• **Task to complete**: Reproduce the lines from the one containing "An instance of the waterfront" up to and including the one containing "[[[0,88],[256,92],[255,1],[1,1]]]", swapping "vertices" for "points" wherever it occurs and changing nothing else.

• **Records shown**:

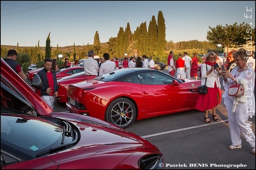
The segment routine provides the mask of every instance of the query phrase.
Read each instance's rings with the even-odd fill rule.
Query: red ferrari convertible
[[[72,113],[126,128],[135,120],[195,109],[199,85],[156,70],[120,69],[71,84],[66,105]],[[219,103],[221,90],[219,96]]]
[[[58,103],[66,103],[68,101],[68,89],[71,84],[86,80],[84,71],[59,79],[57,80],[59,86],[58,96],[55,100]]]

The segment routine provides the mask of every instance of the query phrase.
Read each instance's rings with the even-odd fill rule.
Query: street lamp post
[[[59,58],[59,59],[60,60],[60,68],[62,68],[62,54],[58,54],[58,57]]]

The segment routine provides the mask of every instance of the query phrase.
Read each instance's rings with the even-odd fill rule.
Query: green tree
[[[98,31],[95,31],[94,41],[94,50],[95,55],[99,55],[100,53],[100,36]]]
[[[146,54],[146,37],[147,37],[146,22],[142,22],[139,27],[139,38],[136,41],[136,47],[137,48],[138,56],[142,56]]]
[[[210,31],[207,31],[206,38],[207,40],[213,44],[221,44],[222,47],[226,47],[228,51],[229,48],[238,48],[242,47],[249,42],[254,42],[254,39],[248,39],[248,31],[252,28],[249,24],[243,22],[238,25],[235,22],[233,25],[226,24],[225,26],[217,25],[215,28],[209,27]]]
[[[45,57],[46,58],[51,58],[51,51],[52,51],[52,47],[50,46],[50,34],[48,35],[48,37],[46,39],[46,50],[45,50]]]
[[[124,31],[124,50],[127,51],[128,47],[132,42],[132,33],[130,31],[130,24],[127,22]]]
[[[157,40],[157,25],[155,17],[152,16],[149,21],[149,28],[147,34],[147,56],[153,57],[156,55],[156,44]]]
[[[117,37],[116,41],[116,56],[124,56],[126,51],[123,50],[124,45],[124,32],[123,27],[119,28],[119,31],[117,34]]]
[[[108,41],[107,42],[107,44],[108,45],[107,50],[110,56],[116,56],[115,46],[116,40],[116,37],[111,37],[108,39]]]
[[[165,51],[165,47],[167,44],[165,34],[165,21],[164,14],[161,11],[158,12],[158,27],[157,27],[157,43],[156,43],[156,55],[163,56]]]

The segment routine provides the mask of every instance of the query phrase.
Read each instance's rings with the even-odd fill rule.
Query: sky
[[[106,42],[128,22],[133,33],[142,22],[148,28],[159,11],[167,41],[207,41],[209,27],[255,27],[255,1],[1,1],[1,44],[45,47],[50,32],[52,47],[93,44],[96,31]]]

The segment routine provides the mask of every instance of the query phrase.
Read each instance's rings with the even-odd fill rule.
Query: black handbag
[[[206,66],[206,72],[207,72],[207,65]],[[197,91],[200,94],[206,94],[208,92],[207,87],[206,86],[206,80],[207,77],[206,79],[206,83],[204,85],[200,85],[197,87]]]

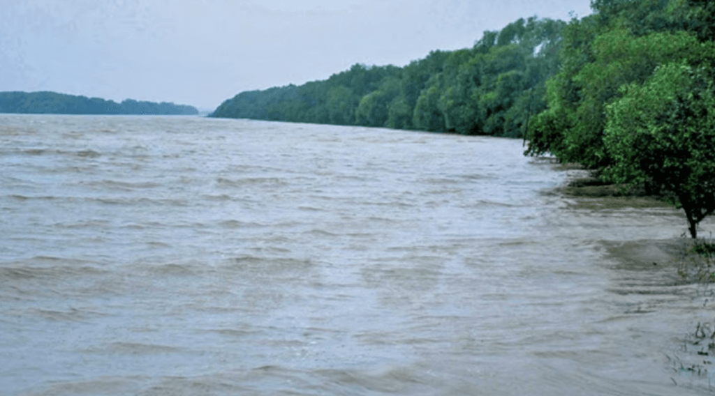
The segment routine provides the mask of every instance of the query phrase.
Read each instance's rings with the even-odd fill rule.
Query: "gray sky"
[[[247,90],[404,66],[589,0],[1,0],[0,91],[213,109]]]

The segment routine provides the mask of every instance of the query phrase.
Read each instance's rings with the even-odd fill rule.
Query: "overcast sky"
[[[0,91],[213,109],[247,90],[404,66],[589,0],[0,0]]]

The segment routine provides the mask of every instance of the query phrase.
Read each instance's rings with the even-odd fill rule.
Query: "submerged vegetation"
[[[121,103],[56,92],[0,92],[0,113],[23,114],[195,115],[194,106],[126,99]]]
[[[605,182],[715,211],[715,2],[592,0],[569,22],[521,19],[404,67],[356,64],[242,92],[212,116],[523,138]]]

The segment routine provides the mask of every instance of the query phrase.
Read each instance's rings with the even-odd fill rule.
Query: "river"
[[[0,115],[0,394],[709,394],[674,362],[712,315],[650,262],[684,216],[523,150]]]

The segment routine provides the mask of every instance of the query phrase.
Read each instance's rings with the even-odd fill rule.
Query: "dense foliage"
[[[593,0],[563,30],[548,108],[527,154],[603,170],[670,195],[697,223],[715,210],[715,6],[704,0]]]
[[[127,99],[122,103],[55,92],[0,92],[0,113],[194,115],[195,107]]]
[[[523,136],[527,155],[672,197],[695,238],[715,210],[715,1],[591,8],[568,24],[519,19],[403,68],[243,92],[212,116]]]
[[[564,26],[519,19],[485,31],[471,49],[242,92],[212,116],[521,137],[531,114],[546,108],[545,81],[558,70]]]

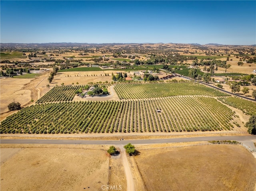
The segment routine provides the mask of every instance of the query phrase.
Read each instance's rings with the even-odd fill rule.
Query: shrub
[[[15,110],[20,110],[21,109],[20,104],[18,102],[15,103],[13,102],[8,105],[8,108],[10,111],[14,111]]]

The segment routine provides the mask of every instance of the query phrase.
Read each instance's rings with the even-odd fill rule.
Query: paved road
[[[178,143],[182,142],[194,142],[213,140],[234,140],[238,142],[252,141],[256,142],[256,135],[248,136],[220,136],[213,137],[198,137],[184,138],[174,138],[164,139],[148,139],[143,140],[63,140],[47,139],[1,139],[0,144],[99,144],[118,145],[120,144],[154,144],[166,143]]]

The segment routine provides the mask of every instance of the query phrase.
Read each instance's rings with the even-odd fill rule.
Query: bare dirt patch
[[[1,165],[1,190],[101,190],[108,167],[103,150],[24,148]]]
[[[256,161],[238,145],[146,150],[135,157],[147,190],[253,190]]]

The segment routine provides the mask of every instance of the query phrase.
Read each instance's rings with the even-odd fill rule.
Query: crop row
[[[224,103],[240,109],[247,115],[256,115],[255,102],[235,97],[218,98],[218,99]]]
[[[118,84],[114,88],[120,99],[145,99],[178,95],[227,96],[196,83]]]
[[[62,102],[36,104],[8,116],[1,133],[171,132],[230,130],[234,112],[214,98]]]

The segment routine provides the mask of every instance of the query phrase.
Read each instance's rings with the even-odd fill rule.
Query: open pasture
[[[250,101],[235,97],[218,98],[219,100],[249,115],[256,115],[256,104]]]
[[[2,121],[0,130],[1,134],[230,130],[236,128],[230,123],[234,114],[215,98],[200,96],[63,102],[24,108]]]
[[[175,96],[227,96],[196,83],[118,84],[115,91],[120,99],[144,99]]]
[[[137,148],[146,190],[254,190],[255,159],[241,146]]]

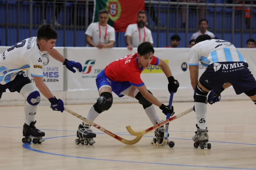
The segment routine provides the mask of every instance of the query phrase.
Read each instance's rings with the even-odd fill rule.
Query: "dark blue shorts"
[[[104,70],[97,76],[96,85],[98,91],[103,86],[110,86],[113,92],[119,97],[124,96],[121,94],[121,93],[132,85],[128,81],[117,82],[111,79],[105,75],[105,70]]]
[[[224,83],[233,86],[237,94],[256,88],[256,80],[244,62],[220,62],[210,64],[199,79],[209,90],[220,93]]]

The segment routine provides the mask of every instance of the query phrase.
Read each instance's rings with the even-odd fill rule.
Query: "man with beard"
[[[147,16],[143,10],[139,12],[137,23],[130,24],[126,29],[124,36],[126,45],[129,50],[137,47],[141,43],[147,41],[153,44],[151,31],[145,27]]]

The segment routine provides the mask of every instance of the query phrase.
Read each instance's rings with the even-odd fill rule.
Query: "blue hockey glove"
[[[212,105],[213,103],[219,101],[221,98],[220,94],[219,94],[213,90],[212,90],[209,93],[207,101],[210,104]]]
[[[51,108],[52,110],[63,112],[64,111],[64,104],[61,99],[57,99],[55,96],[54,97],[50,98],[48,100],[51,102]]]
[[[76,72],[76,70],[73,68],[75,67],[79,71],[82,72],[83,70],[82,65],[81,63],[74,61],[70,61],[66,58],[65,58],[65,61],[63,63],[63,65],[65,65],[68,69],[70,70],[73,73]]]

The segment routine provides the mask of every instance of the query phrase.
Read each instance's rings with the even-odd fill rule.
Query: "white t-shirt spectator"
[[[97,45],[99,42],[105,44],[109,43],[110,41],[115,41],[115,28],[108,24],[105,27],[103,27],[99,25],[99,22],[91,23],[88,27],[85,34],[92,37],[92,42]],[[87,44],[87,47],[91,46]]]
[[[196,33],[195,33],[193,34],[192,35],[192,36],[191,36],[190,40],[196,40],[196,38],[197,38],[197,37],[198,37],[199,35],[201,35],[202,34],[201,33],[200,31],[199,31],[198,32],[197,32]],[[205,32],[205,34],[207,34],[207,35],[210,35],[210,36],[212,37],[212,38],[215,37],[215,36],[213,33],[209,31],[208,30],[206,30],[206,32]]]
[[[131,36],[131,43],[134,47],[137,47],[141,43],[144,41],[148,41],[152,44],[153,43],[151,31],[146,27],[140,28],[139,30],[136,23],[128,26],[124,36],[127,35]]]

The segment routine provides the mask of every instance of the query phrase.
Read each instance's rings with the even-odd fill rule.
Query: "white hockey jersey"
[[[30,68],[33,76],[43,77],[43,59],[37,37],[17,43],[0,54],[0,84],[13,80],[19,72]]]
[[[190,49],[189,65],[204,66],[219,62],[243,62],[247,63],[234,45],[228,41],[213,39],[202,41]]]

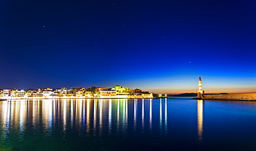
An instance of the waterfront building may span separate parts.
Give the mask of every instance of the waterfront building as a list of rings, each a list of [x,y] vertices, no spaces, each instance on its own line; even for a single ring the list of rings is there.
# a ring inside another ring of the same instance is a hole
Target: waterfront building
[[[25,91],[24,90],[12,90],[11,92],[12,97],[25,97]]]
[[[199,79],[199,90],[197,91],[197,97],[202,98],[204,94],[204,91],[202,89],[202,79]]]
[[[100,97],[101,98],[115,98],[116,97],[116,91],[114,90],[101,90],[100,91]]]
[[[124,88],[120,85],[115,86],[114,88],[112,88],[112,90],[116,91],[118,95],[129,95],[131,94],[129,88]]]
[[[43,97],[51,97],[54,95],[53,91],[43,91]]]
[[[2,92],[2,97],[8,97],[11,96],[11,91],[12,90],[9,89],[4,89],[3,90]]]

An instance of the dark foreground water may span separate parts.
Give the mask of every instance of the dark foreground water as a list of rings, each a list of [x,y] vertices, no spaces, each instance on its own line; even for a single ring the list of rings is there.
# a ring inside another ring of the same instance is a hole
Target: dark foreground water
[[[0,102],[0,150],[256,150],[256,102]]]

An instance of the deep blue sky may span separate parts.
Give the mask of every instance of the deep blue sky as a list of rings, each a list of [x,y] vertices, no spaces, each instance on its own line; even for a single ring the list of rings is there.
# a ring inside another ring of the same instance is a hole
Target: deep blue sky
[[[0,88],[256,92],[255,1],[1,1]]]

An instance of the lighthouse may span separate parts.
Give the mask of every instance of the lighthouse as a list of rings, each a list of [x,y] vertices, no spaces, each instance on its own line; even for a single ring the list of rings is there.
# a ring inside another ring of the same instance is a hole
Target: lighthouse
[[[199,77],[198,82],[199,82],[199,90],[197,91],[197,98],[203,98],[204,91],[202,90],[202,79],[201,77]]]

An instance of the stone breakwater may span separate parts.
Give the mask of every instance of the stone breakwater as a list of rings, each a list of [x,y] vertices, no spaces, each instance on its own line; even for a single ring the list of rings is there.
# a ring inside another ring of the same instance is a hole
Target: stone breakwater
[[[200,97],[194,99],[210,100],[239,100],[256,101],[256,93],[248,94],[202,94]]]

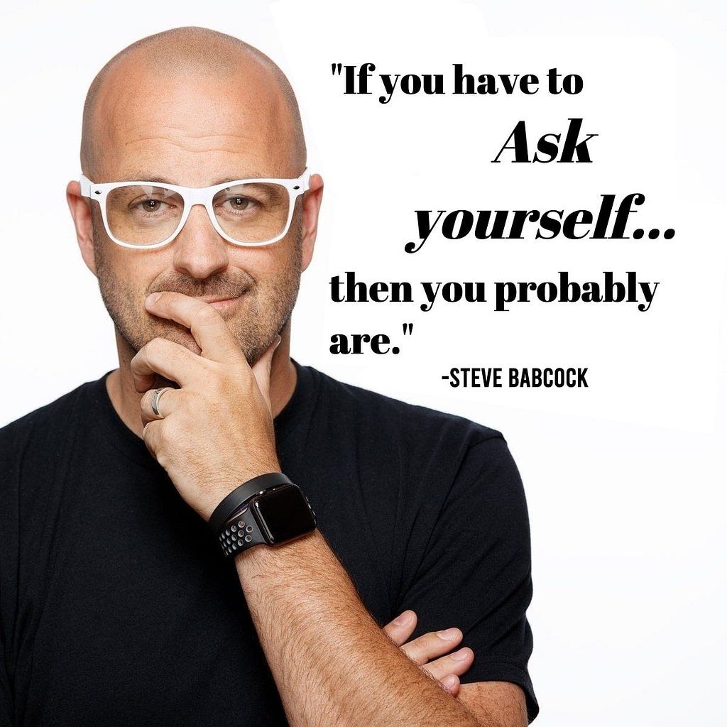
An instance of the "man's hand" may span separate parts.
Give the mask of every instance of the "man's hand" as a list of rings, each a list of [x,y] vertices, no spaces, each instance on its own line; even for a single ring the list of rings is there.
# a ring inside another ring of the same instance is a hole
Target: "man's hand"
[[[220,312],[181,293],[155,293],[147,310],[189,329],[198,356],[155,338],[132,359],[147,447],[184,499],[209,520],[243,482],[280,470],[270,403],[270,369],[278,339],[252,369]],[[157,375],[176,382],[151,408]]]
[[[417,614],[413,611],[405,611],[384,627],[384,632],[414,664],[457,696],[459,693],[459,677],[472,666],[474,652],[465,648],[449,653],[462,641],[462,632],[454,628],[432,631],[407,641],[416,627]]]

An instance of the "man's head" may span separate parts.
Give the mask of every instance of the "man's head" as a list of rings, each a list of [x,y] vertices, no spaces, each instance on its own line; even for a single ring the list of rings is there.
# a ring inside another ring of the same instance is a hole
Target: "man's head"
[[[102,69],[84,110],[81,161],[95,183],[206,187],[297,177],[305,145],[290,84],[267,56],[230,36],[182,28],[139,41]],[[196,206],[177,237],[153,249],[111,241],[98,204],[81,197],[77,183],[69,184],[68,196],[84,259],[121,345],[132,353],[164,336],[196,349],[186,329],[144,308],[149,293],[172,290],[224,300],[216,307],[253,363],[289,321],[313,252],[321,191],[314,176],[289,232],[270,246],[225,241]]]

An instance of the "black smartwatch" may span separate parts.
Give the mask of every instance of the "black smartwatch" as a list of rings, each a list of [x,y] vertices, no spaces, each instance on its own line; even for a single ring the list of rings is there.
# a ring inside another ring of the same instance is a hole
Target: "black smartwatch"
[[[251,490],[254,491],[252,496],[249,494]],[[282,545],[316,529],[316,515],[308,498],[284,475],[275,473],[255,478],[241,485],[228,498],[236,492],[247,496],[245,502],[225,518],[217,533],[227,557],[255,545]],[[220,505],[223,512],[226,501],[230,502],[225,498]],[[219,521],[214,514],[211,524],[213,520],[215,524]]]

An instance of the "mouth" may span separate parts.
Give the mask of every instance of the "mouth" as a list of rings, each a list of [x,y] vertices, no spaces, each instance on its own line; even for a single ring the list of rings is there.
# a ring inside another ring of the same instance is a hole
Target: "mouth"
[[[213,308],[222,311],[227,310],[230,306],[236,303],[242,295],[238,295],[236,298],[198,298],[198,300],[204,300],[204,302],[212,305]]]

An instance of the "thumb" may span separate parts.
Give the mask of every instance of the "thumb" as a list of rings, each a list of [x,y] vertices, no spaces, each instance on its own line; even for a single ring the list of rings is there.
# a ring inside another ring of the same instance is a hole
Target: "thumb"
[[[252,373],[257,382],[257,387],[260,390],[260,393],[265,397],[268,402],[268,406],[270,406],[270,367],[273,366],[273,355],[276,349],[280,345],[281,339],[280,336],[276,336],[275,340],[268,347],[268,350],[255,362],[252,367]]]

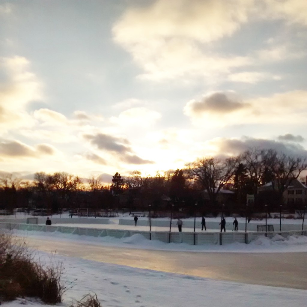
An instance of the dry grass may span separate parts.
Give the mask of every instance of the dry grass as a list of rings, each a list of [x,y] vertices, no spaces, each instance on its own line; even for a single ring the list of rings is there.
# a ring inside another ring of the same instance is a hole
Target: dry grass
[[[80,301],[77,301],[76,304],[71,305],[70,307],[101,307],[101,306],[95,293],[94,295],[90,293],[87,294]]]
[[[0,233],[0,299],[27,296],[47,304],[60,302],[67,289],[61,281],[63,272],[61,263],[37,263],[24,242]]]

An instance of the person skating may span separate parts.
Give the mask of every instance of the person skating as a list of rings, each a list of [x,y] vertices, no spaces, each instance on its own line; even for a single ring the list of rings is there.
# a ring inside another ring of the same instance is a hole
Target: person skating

• **Solution for this problem**:
An instance of the waterfront building may span separate parts.
Give the mask of every instance of the waterfront building as a list of rings, each a list of [x,y] points, no spaces, each instance on its own line; even for a single ring the list of rings is there.
# a ring inside another ring of the same instance is a hole
Target: waterfront building
[[[25,91],[24,90],[12,90],[11,92],[12,97],[25,97]]]
[[[199,79],[199,90],[197,91],[197,97],[202,98],[204,94],[204,91],[202,89],[202,79]]]
[[[100,97],[101,98],[115,98],[116,97],[116,91],[114,90],[101,90],[100,91]]]
[[[124,88],[120,85],[115,86],[114,88],[112,88],[112,90],[116,91],[118,95],[129,95],[131,94],[129,88]]]
[[[43,97],[51,97],[54,95],[53,91],[43,91]]]
[[[2,92],[2,97],[8,97],[11,96],[11,91],[12,90],[9,89],[4,89],[3,90]]]

An instance of the dark foreground water may span separate parts.
Give the mask of every instance of the dark foreground water as a list of rings, each a list of [x,y] points, no spaces, each instance on its own line; even for a single ring the list of rings is there.
# a ring inside another ring of the same instance is a hole
Target: dark foreground water
[[[0,102],[0,150],[256,150],[256,102]]]

An instance of the deep blue sky may span separate parts.
Give the mask of every instance of the deep blue sky as a list of rings, each a list of [x,y] points, no spaces, each instance on its own line; even for a single ring the list of rings is there.
# a ring inside another ring of the same instance is a hole
Target: deep blue sky
[[[0,88],[256,92],[255,1],[1,1]]]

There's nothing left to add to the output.